▶ _REQUIRED WORK_
So that nothing is lost, transcribe each line of the records exactly.

........

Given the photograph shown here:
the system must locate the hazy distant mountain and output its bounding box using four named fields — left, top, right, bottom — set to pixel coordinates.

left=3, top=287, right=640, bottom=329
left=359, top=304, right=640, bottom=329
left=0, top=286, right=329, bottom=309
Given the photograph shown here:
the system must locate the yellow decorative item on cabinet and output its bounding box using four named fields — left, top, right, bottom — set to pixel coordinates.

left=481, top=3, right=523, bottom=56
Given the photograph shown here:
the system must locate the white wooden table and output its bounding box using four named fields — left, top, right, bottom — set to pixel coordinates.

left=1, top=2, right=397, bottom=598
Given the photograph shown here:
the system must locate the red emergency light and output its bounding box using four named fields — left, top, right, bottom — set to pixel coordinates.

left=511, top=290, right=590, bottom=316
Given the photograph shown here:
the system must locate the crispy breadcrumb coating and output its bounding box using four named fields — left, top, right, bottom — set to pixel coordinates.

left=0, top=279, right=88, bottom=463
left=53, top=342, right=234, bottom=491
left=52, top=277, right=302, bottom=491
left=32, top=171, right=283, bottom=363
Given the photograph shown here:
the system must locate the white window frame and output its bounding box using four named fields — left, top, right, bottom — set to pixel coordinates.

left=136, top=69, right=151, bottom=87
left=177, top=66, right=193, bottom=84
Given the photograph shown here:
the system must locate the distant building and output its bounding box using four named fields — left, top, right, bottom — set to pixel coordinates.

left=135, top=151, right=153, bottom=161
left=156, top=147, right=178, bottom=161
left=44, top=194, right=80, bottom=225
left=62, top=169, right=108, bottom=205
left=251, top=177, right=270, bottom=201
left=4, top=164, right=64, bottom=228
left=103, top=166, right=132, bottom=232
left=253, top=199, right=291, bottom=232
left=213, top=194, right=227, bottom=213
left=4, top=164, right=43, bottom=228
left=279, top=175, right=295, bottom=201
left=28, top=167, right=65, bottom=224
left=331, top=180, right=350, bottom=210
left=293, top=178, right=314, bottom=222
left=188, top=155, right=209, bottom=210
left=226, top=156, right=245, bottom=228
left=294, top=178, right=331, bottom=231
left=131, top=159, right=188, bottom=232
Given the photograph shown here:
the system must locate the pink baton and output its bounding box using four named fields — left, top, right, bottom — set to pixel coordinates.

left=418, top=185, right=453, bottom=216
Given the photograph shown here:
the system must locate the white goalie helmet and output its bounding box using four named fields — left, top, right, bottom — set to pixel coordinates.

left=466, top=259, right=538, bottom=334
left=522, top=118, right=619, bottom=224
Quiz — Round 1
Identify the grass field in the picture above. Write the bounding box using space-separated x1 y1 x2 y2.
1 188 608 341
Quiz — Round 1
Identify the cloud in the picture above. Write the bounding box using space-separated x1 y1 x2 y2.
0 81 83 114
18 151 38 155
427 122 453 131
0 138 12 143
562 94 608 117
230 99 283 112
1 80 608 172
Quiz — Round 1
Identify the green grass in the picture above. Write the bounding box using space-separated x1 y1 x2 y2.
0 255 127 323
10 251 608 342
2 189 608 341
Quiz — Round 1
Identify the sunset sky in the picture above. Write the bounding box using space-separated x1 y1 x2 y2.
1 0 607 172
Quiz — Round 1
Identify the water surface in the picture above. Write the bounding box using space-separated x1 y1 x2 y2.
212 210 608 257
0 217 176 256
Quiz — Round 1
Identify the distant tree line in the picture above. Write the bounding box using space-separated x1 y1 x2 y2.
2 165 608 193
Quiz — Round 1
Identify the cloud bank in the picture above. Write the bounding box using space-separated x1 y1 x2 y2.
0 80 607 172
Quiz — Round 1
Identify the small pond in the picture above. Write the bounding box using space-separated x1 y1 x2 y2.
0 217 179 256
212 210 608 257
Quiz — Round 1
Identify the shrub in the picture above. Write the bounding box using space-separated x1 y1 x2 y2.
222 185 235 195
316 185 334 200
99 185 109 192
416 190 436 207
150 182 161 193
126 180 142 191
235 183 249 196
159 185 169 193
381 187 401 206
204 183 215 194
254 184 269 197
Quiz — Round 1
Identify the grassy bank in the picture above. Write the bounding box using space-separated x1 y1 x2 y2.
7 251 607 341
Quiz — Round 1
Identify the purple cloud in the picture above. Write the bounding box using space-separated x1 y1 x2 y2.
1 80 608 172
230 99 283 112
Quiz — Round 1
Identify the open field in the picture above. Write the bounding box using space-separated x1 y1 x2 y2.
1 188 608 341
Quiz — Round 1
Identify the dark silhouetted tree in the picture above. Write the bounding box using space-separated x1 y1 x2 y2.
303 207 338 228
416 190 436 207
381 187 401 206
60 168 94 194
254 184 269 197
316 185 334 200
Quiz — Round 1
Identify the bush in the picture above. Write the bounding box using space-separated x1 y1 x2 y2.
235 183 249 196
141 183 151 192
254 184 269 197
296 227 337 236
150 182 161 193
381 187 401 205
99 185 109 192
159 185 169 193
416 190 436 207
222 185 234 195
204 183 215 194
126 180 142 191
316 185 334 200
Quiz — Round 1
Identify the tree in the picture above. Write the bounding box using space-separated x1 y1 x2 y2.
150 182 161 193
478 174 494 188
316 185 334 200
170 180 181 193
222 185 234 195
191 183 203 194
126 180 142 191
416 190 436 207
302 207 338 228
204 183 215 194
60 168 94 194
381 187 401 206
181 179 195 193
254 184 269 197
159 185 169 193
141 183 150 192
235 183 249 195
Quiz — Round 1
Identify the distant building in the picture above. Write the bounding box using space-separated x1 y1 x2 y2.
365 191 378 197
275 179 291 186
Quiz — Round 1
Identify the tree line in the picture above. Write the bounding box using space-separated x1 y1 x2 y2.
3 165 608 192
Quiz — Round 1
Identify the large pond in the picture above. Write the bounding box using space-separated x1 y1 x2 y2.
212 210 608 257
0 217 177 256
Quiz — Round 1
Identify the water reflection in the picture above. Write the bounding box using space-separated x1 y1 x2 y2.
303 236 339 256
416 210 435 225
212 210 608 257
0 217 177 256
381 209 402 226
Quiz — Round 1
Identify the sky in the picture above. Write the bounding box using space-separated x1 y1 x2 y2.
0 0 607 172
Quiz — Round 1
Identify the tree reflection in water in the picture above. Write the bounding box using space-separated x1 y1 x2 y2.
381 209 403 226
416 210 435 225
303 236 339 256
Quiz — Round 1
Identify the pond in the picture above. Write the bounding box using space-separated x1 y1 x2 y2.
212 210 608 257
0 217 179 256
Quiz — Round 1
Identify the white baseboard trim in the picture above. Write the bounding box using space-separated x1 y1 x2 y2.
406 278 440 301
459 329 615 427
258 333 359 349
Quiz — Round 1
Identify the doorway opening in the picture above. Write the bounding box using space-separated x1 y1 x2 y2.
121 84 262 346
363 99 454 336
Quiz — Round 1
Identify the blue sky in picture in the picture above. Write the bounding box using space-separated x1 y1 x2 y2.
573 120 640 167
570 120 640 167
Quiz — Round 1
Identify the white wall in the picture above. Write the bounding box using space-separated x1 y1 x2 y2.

........

▶ _ANSWER TO THE PROBLEM_
Given the photograph shown here:
the system must locate the hazy distant mountain and output its bounding box using four named fields — left, top, right, bottom — set to pixel coordinates.

left=3, top=287, right=640, bottom=329
left=359, top=304, right=640, bottom=329
left=0, top=286, right=329, bottom=309
Given the photograph shown here:
the system must locate the yellow decorative item on cabinet and output its bounding box using four named fields — left, top, right, bottom — set to pixel coordinates.

left=481, top=3, right=523, bottom=56
Given the photograph shown here:
the system must locate the white wooden table and output its bounding box using four named fields — left, top, right, bottom — set to pixel coordinates.

left=1, top=2, right=397, bottom=598
Given the photograph shown here:
the system must locate the red emergency light and output its bounding box using four named fields — left, top, right, bottom — set to pixel coordinates.

left=511, top=290, right=590, bottom=316
Given the photograph shown here:
the system must locate the crispy breadcrumb coating and output its bounding box using four named fields — left, top, right, bottom — set to pixel coordinates.

left=0, top=279, right=88, bottom=463
left=53, top=342, right=234, bottom=491
left=52, top=277, right=302, bottom=491
left=32, top=171, right=283, bottom=363
Given the photograph shown here:
the system must locate the white window frame and output its bounding box using four named fields — left, top, right, bottom — set to pixel coordinates.

left=136, top=69, right=151, bottom=87
left=177, top=66, right=193, bottom=84
Given the photograph shown here:
the system must locate the distant building and output its bounding box using four named fields — left, top, right, bottom — set to pixel coordinates.

left=135, top=151, right=153, bottom=161
left=156, top=147, right=178, bottom=161
left=44, top=194, right=80, bottom=225
left=62, top=169, right=108, bottom=205
left=251, top=177, right=270, bottom=201
left=4, top=164, right=64, bottom=228
left=103, top=166, right=132, bottom=232
left=253, top=199, right=291, bottom=232
left=213, top=194, right=227, bottom=213
left=4, top=164, right=43, bottom=228
left=279, top=175, right=295, bottom=201
left=28, top=167, right=65, bottom=224
left=331, top=180, right=350, bottom=210
left=293, top=178, right=314, bottom=222
left=188, top=155, right=209, bottom=210
left=226, top=156, right=245, bottom=228
left=294, top=178, right=331, bottom=231
left=131, top=159, right=188, bottom=232
Given the photograph shown here:
the system must locate the pink baton and output its bounding box using four named fields — left, top, right, bottom — set to pixel coordinates.

left=418, top=185, right=453, bottom=216
Given the photograph shown here:
the system must locate the white goalie helmet and output its bounding box using four named fields — left, top, right, bottom — set to pixel coordinates.

left=466, top=259, right=538, bottom=334
left=522, top=118, right=619, bottom=224
Quiz — Round 1
Identify the grass field in the picture above. Write the bounding box using space-separated x1 y1 x2 y2.
1 188 608 341
Quiz — Round 1
Identify the cloud in the picture above. Write the bounding box using space-separated x1 y1 x2 y2.
0 81 83 114
18 151 38 155
427 122 453 131
0 138 12 143
562 94 608 117
230 99 283 112
1 80 608 172
Quiz — Round 1
Identify the green grass in the picture above. Write the bounding box using space-separated x1 y1 x2 y2.
0 255 127 323
10 251 608 342
2 189 608 341
Quiz — Round 1
Identify the sunset sky in the picture above. Write the bounding box using space-separated x1 y1 x2 y2.
1 0 607 172
Quiz — Round 1
Identify the water surface in the picture above. Write the bounding box using space-separated x1 y1 x2 y2.
212 210 608 257
0 217 176 256
Quiz — Round 1
Identify the distant tree line in the picture above. Write the bounding box using space-separated x1 y1 x2 y2.
2 165 608 193
Quiz — Round 1
Identify the cloud bank in the picture above. Write the bounding box using space-separated x1 y1 x2 y2.
0 80 607 172
Quiz — Round 1
Identify the small pond in the picture above. Write the bounding box using space-separated x1 y1 x2 y2.
0 217 179 256
212 210 608 257
Quiz — Round 1
Identify the shrub in the picture above. Write the bounding box using space-separated x1 y1 x2 y2.
222 185 235 195
316 185 334 200
99 185 109 192
416 190 436 207
150 182 161 193
126 180 142 191
235 183 249 196
159 185 169 193
381 187 401 206
204 183 215 194
254 184 269 197
Quiz — Round 1
Identify the grassy bank in the picture above. Write the bounding box using space-separated x1 y1 x2 y2.
7 251 607 341
Quiz — Round 1
Identify the purple cloud in the picture above. Write the bounding box using space-separated x1 y1 x2 y2.
1 80 608 172
230 99 283 112
Quiz — Round 1
Identify the open field in the picture above. Write the bounding box using space-separated x1 y1 x2 y2.
1 188 608 341
Quiz — Round 1
Identify the dark silhouetted tree in the picture above. Write the bounding box using space-separated x1 y1 x2 y2.
303 207 338 228
416 190 436 207
381 187 401 206
60 168 94 194
254 184 269 197
316 185 334 200
Quiz — Round 1
Identify the bush in the picture above. Write the bounding box using space-separated x1 y1 x2 y2.
235 183 249 196
141 183 151 192
254 184 269 197
296 227 337 236
150 182 161 193
381 187 401 205
99 185 109 192
159 185 169 193
416 190 436 207
222 185 234 195
204 183 215 194
126 180 142 191
316 185 334 200
Quiz — Round 1
Identify the tree in the picture above. Write the bounding box using space-separated x1 y1 x2 y2.
150 182 161 193
478 174 494 188
316 185 334 200
170 180 181 193
222 185 234 195
191 183 203 194
126 180 142 191
416 190 436 207
302 207 338 228
204 183 215 194
60 168 94 194
381 187 401 206
181 179 195 193
254 184 269 197
159 185 169 193
141 183 150 192
235 183 249 195
Quiz — Round 1
Identify the distant building in the picture above. Write the bounding box using space-separated x1 y1 x2 y2.
365 191 378 197
275 179 291 186
Quiz — Round 1
Identify the tree line in the picture above. Write the bounding box using space-separated x1 y1 x2 y2.
3 165 608 192
Quiz — Round 1
Identify the large pond in the picture above. Write the bounding box using space-separated x1 y1 x2 y2.
212 210 608 257
0 217 177 256
Quiz — Round 1
Identify the water reflection in the picture above. Write the bounding box using space-separated x1 y1 x2 y2.
303 236 339 256
416 210 435 225
212 210 608 257
0 217 177 256
381 209 402 226
Quiz — Round 1
Identify the sky in the picture above. Write the bounding box using space-separated x1 y1 x2 y2.
0 0 607 172
Quiz — Round 1
Identify the tree reflection in water in the picture above. Write the bounding box using space-separated x1 y1 x2 y2.
381 209 403 226
416 210 435 225
303 236 339 256
Quiz — Round 1
Identify the pond in the picture above. Write the bounding box using space-separated x1 y1 x2 y2.
212 210 608 257
0 217 179 256
Quiz — Round 1
Identify the white baseboard trim in the picture above. Write the bounding box using space-separated x1 y1 x2 y2.
406 278 440 301
459 329 615 427
258 333 359 349
Quiz — Round 1
Identify the doorway opening in the picture above. Write the bounding box using space-separated x1 y1 x2 y2.
121 84 262 346
363 99 454 336
Quiz — Round 1
Identify the blue sky in picture in the picture above. Write the bounding box using space-separated x1 y1 x2 y2.
573 120 640 167
570 120 640 167
Quiz — Round 1
Identify the white wall in the picture above. Write the bounding box using space-separated x1 y1 x2 y2.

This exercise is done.